** INFORMATION SUPPLIED **
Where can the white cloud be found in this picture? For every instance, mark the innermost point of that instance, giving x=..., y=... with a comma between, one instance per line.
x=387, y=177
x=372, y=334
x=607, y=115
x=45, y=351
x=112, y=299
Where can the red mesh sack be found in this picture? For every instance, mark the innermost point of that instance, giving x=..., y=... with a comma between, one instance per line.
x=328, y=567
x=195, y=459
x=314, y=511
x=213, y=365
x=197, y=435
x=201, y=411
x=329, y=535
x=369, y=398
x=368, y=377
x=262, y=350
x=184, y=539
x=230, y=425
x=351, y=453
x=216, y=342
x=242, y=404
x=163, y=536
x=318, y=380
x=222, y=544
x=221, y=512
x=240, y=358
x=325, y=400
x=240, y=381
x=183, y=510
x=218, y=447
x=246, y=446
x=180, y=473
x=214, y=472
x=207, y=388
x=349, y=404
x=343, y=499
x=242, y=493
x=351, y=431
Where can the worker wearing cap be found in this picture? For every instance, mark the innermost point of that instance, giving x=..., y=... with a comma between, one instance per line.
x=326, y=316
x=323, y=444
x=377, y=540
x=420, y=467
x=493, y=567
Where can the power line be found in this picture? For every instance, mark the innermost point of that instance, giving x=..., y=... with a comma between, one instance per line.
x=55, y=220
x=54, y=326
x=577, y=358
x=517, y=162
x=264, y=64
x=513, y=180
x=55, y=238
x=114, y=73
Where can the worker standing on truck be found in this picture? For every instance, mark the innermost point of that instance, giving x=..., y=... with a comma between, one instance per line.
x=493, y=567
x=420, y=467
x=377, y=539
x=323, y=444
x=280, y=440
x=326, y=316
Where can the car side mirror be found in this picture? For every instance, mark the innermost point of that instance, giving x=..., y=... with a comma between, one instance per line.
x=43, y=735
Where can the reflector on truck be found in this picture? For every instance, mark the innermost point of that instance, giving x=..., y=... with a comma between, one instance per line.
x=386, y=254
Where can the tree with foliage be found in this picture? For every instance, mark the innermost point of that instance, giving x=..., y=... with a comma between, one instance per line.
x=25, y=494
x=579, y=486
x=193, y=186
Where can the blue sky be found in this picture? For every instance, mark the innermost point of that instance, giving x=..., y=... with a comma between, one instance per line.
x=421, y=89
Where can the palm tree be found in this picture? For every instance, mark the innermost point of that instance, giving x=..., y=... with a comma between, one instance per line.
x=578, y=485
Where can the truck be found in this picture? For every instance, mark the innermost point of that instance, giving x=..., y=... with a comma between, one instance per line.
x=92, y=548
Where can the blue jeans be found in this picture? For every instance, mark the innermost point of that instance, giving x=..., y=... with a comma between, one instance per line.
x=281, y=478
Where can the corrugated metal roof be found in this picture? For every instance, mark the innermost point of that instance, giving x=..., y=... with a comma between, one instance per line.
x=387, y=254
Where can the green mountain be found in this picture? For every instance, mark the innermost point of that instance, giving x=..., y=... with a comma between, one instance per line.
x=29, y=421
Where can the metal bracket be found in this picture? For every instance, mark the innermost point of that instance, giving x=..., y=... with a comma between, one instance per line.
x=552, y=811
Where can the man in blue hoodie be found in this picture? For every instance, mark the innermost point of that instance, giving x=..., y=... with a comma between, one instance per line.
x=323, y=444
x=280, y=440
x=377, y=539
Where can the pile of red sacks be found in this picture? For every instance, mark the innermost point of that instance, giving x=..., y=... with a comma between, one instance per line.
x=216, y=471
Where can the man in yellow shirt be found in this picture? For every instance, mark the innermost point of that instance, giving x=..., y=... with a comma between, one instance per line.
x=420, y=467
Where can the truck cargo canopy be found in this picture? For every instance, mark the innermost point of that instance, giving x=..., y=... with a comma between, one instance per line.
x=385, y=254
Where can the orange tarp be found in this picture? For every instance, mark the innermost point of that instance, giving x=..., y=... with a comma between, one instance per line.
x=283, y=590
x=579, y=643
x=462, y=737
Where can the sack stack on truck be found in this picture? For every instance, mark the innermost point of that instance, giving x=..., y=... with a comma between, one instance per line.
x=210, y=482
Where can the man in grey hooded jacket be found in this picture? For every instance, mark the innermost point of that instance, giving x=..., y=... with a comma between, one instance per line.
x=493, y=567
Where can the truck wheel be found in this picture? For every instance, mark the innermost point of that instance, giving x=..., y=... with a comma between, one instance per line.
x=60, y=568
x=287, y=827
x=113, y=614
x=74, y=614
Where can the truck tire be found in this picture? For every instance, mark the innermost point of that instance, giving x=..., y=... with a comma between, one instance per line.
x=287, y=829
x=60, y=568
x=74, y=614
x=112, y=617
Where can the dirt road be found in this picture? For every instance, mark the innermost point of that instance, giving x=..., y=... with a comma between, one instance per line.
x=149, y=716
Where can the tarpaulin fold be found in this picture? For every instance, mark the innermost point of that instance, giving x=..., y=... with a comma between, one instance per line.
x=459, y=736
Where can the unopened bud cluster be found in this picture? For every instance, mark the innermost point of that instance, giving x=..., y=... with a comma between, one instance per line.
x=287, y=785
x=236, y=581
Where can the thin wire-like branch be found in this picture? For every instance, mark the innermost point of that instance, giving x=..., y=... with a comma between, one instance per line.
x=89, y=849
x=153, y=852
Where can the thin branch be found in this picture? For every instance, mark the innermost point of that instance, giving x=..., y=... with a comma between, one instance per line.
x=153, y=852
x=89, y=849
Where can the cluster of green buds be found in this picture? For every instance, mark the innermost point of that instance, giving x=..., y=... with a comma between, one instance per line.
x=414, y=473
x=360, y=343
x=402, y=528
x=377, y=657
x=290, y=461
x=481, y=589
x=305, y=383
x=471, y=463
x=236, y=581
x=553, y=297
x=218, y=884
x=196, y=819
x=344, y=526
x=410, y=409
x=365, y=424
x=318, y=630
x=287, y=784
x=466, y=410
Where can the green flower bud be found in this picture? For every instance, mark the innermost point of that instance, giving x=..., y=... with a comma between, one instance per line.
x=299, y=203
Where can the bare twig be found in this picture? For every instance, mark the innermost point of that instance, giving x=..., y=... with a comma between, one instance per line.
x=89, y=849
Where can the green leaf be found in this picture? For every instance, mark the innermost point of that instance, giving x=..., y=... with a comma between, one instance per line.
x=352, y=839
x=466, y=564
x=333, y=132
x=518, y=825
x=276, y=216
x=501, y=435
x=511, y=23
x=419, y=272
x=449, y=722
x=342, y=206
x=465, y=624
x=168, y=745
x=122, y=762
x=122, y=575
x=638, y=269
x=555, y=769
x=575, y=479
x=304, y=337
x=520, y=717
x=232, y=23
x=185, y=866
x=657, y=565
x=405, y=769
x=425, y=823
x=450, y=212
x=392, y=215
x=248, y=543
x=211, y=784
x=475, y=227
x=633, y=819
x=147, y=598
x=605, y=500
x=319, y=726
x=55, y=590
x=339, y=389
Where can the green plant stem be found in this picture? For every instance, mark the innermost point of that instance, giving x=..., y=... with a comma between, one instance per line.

** EXERCISE AIM **
Turn every line of the items above into a Markdown table with two columns, Row and Line. Number each row and leave out any blank lines.

** TASK ANSWER **
| Row | Line |
|---|---|
| 1 | Where can the white cloud be found in this picture? For every instance, mark the innermost point of that instance, giving x=..., y=... with a comma between, one instance per line. |
| 2 | x=387, y=177 |
| 3 | x=372, y=334 |
| 4 | x=607, y=115 |
| 5 | x=45, y=351 |
| 6 | x=112, y=299 |
| 7 | Where can the red mesh sack be found in this picture? For every instance, mark the innermost point of that instance, giving x=..., y=... with a comma between, one instance per line. |
| 8 | x=328, y=567 |
| 9 | x=195, y=459 |
| 10 | x=314, y=511 |
| 11 | x=213, y=365 |
| 12 | x=197, y=435 |
| 13 | x=201, y=411 |
| 14 | x=329, y=535 |
| 15 | x=369, y=398 |
| 16 | x=368, y=377 |
| 17 | x=262, y=350 |
| 18 | x=184, y=539 |
| 19 | x=230, y=425 |
| 20 | x=351, y=453 |
| 21 | x=216, y=342 |
| 22 | x=242, y=404 |
| 23 | x=163, y=536 |
| 24 | x=318, y=380 |
| 25 | x=222, y=544 |
| 26 | x=221, y=512 |
| 27 | x=240, y=358 |
| 28 | x=325, y=400 |
| 29 | x=240, y=381 |
| 30 | x=183, y=510 |
| 31 | x=218, y=447 |
| 32 | x=246, y=446 |
| 33 | x=180, y=473 |
| 34 | x=214, y=472 |
| 35 | x=207, y=388 |
| 36 | x=349, y=404 |
| 37 | x=343, y=499 |
| 38 | x=242, y=493 |
| 39 | x=351, y=431 |
| 40 | Where can the worker wearing cap be found in this picture? For every instance, mark the innermost point of that instance, giving x=..., y=... with a comma between, one instance per line. |
| 41 | x=326, y=316 |
| 42 | x=323, y=444 |
| 43 | x=377, y=540 |
| 44 | x=420, y=467 |
| 45 | x=493, y=567 |
| 46 | Where can the power line be found in this picture? For every instance, mark the innermost point of that instance, giving x=..., y=... with a comma between, one instance per line. |
| 47 | x=55, y=220 |
| 48 | x=54, y=326 |
| 49 | x=577, y=358 |
| 50 | x=517, y=162 |
| 51 | x=264, y=64 |
| 52 | x=513, y=180 |
| 53 | x=55, y=238 |
| 54 | x=114, y=73 |
| 55 | Where can the worker standing on truck be found in this picture? For every instance, mark the innermost point of that instance, giving x=..., y=... with a comma between, one instance per line. |
| 56 | x=493, y=567 |
| 57 | x=420, y=467 |
| 58 | x=377, y=539 |
| 59 | x=323, y=444 |
| 60 | x=280, y=440 |
| 61 | x=326, y=316 |
| 62 | Where can the car side mirror be found in this picture? For every instance, mark the innermost point of that instance, giving x=..., y=... with a comma between, one instance per line. |
| 63 | x=43, y=735 |
| 64 | Where can the reflector on truck be found in this picture? For every instance, mark the innermost point of that instance, giving x=..., y=... with a comma between, one instance per line. |
| 65 | x=386, y=254 |
| 66 | Where can the tree with foliage be found in this picture? For every instance, mark the innermost point of that instance, giving x=..., y=... with a comma between, one instance per line. |
| 67 | x=25, y=494 |
| 68 | x=579, y=486 |
| 69 | x=193, y=186 |
| 70 | Where can the blue sky be found in this picture? For every instance, mark the innermost point of that instance, giving x=..., y=... with a comma between, one instance per line. |
| 71 | x=421, y=89 |
| 72 | Where can the palm tree be found in this picture? For every instance, mark the innermost point of that instance, giving x=..., y=... with a comma between, one instance per line. |
| 73 | x=578, y=485 |
| 74 | Where can the truck be found in this picture? For every instance, mark the innermost point of that instance, giving x=..., y=... with a comma between, one instance per line. |
| 75 | x=92, y=548 |
| 76 | Where can the blue jeans be found in this picture? For every instance, mark the innermost point of that instance, giving x=..., y=... with a comma between, one instance per line. |
| 77 | x=281, y=478 |
| 78 | Where can the corrugated metal roof be found in this picture? For every instance, mark the innermost point of that instance, giving x=..., y=... with a comma between, one instance per line. |
| 79 | x=387, y=254 |
| 80 | Where can the green mountain be found in this picture? For every instance, mark the innermost point of that instance, giving x=..., y=... with a comma between, one instance per line. |
| 81 | x=29, y=421 |
| 82 | Where can the metal bracket be found in this picture? For every instance, mark the innermost point of that instance, giving x=..., y=... with a comma between, one instance per line. |
| 83 | x=552, y=811 |
| 84 | Where can the man in blue hoodie be found in this picture? For every instance, mark the innermost point of that instance, giving x=..., y=... with a comma between, one instance per line. |
| 85 | x=323, y=444 |
| 86 | x=280, y=440 |
| 87 | x=377, y=539 |
| 88 | Where can the pile of red sacks be found in this picture? For every instance, mark the innermost point of that instance, giving x=..., y=... with a comma between, one instance per line. |
| 89 | x=216, y=471 |
| 90 | Where can the man in yellow shirt be found in this picture? For every instance, mark the innermost point of that instance, giving x=..., y=... with a comma between, one instance per line. |
| 91 | x=420, y=467 |
| 92 | Where can the truck cargo canopy be found in this picture? For every instance, mark the innermost point of that instance, giving x=..., y=... with a comma between, one instance per line. |
| 93 | x=385, y=254 |
| 94 | Where can the orange tarp be found in this picture? For every instance, mark the innermost point of that instance, giving x=..., y=... with a comma between, one instance per line. |
| 95 | x=283, y=590 |
| 96 | x=579, y=643 |
| 97 | x=462, y=737 |
| 98 | Where can the sack stack on truck be found in this picture? For every instance, mark the innermost point of that instance, giving x=..., y=... with a comma between, one instance per line. |
| 99 | x=210, y=482 |
| 100 | Where can the man in grey hooded jacket be found in this picture? For every instance, mark the innermost point of that instance, giving x=..., y=... with a comma between, one instance per line. |
| 101 | x=493, y=567 |
| 102 | Where can the truck wheel be found in this picture? For every instance, mark the innermost point of that instance, giving x=..., y=... with a comma between, one instance per line. |
| 103 | x=60, y=568 |
| 104 | x=287, y=827 |
| 105 | x=113, y=614 |
| 106 | x=74, y=614 |
| 107 | Where can the truck tire be found in this picture? For every instance, mark the innermost point of that instance, giving x=..., y=... with a comma between, one instance per line. |
| 108 | x=287, y=829 |
| 109 | x=60, y=568 |
| 110 | x=74, y=614 |
| 111 | x=112, y=617 |
| 112 | Where can the dirt road be found in this picture? For every instance, mark the innermost point of that instance, giving x=..., y=... with a comma between, one instance per line. |
| 113 | x=149, y=716 |
| 114 | Where can the tarpaulin fold be found in this picture? For every instance, mark the innermost point of that instance, giving x=..., y=... with a comma between, one instance per line. |
| 115 | x=459, y=736 |
| 116 | Where can the unopened bud cluster be found in this picture? For every instance, mark the innermost point of that instance, giving x=..., y=... with a comma between, one instance per line. |
| 117 | x=287, y=785 |
| 118 | x=236, y=581 |
| 119 | Where can the thin wire-like branch be found in this picture? For every instance, mark the innermost point of that instance, giving x=..., y=... with a comma between, one instance per line. |
| 120 | x=89, y=849 |
| 121 | x=153, y=852 |
| 122 | Where can the thin branch be found in this picture? For every instance, mark the innermost point of that instance, giving x=..., y=... with a comma between, one instance per line. |
| 123 | x=153, y=852 |
| 124 | x=89, y=849 |
| 125 | Where can the cluster of green buds be found in this picture? For every instance, mark the innermost point of that instance, giving x=..., y=... with a comma between, one instance per line. |
| 126 | x=414, y=473 |
| 127 | x=360, y=343 |
| 128 | x=402, y=528 |
| 129 | x=377, y=657 |
| 130 | x=290, y=461 |
| 131 | x=481, y=589 |
| 132 | x=305, y=383 |
| 133 | x=471, y=463 |
| 134 | x=236, y=581 |
| 135 | x=553, y=297 |
| 136 | x=218, y=884 |
| 137 | x=196, y=819 |
| 138 | x=344, y=526 |
| 139 | x=410, y=409 |
| 140 | x=365, y=424 |
| 141 | x=318, y=630 |
| 142 | x=287, y=784 |
| 143 | x=466, y=410 |
| 144 | Where can the green flower bud be found in this picture? For every instance, mark the innermost point of that instance, giving x=..., y=... with a comma between, one instance per line. |
| 145 | x=299, y=203 |
| 146 | Where can the bare twig be found in this picture? For every instance, mark the innermost point of that instance, giving x=..., y=... with a comma between, one instance per line. |
| 147 | x=89, y=849 |
| 148 | Where can the green leaf be found in this picture? For every instance, mark the innermost point of that instance, giving x=..., y=... with a comma between, one instance per line. |
| 149 | x=352, y=839 |
| 150 | x=466, y=564 |
| 151 | x=333, y=132 |
| 152 | x=518, y=825 |
| 153 | x=276, y=216 |
| 154 | x=501, y=435 |
| 155 | x=511, y=23 |
| 156 | x=419, y=272 |
| 157 | x=449, y=722 |
| 158 | x=342, y=206 |
| 159 | x=465, y=624 |
| 160 | x=168, y=745 |
| 161 | x=122, y=762 |
| 162 | x=122, y=575 |
| 163 | x=638, y=269 |
| 164 | x=555, y=769 |
| 165 | x=575, y=479 |
| 166 | x=304, y=337 |
| 167 | x=520, y=717 |
| 168 | x=232, y=23 |
| 169 | x=185, y=866 |
| 170 | x=657, y=565 |
| 171 | x=405, y=769 |
| 172 | x=425, y=823 |
| 173 | x=450, y=212 |
| 174 | x=392, y=215 |
| 175 | x=248, y=543 |
| 176 | x=211, y=784 |
| 177 | x=475, y=227 |
| 178 | x=633, y=819 |
| 179 | x=147, y=598 |
| 180 | x=605, y=500 |
| 181 | x=319, y=726 |
| 182 | x=55, y=590 |
| 183 | x=339, y=389 |
| 184 | Where can the green plant stem be found in this picture? For every instance, mark the innermost point of that instance, giving x=..., y=... with a comma between, one instance per line. |